**Document text**
# Is it worth converting (scanned to) tif photos to DNG to save some space?



## NJHeart2Heart (Jun 25, 2015)

Title pretty much says it all.  For those who have done conversions from scan to TIF to DNG, I'd like to hear your experiences.  I've read about DNG for many years, but never considered until doing just one to experiment and seeing how much smaller the file footprint becomes... Does it hurt quality?  I'm just nervous about pulling the trigger on doing anything DNG...

Thanks!


----------



## clee01l (Jun 25, 2015)

Are your TIFFs compressed already?  DNG is really a subset of the TIFF/EP6 file specification.  So, in a sense, it is already TIFF.  Both TIFF and DNG Compression is lossless meaning you get every pixel out that went in to the compression.  However, it should be noted that in converting to DNG, there is an option to use Lossey Compression. While this will result in much smaller files You don't really want to do this with your only master copy. Lossey compression means that you get *don't* every pixel out that went in to the compression.  This is detrimental  and data loss (while always occurring with lossy compression) can become visually apparent with the 3rd or 4th generation JPEG derivative.


----------



## NJHeart2Heart (Jun 25, 2015)

Hi Clee,
Thanks for responding.  I didn't know that DNG was related to TIFF.  However, I can't tell you whether my existing TIFF files are already compressed, except for the evidence that when I converted one photo from TIFF to DNG (NOT LOSSY- I know about that and do NOT want to do that for all the reasons you stated above!), the file size decreased substantially.  These photos were scanned with an older Epson several years ago, if that helps give context...


----------



## clee01l (Jun 25, 2015)

Try this:

Use the Export function to Export one of your uncorked scanned TIFFs  In the Export file settings  Choose the file type as TIFF, Compression equals ZIP, Bit Depth equal 16. 
Repeat the Export. Choose the file type as TIFF, Compression equals NONE, Bit Depth equal 16. 
Repeat the Export. Choose the file type as TIFF, Compression equals NONE, Bit Depth equal 8. 
Repeat the Export. Choose the file type as TIFF, Compression equals ZIP, Bit Depth equal 8.
Repeat the Export. Choose the file type as DNG, Uncheck all three Checkboxes, JPEG Preview = Medium.  
Convert the Original TIFF to DNG, Uncheck all three Checkboxes, JPEG Preview = Medium.

Now compare the file sizes of the 6 images.  Is the Original TIFF 8 or 16 bit?  Compressed or uncompressed? How does it compare to the other TIFFS and to the DNGs Are Both DNGs the same size? (They should be)

Is there a significant savings gained by converting to DNG?


----------



## NJHeart2Heart (Jun 25, 2015)

Hi Clee,
That's a useful process.  I'll try that tonight to figure it out! 
To be clear, I read your reply to mean that by exporting in each option, and comparing the exported image file sizes to the original TIFF file size, I will know what type of file the original is?


----------



## clee01l (Jun 25, 2015)

NJHeart2Heart said:


> Hi Clee,
> That's a useful process.  I'll try that tonight to figure it out!

**Information shown**
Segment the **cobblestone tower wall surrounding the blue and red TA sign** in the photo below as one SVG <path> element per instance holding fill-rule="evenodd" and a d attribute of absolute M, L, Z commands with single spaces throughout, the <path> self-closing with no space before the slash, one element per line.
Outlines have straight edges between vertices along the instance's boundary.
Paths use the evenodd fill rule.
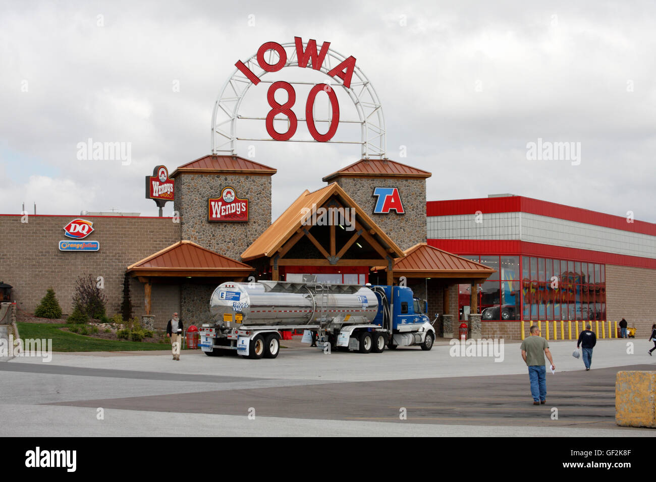
<path fill-rule="evenodd" d="M 426 242 L 426 179 L 354 178 L 339 176 L 335 182 L 392 238 L 401 249 Z M 377 197 L 374 188 L 399 188 L 405 214 L 373 214 Z"/>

**Task requirements**
Please return the part of the TIFF-to-DNG forum thread between "Repeat the Export. Choose the file type as DNG, Uncheck" and "converting to DNG?", inclusive.

**Response**
Repeat the Export. Choose the file type as DNG, Uncheck all three Checkboxes, JPEG Preview = Medium.  
Convert the Original TIFF to DNG, Uncheck all three Checkboxes, JPEG Preview = Medium.

Now compare the file sizes of the 6 images.  Is the Original TIFF 8 or 16 bit?  Compressed or uncompressed? How does it compare to the other TIFFS and to the DNGs Are Both DNGs the same size? (They should be)

Is there a significant savings gained by converting to DNG?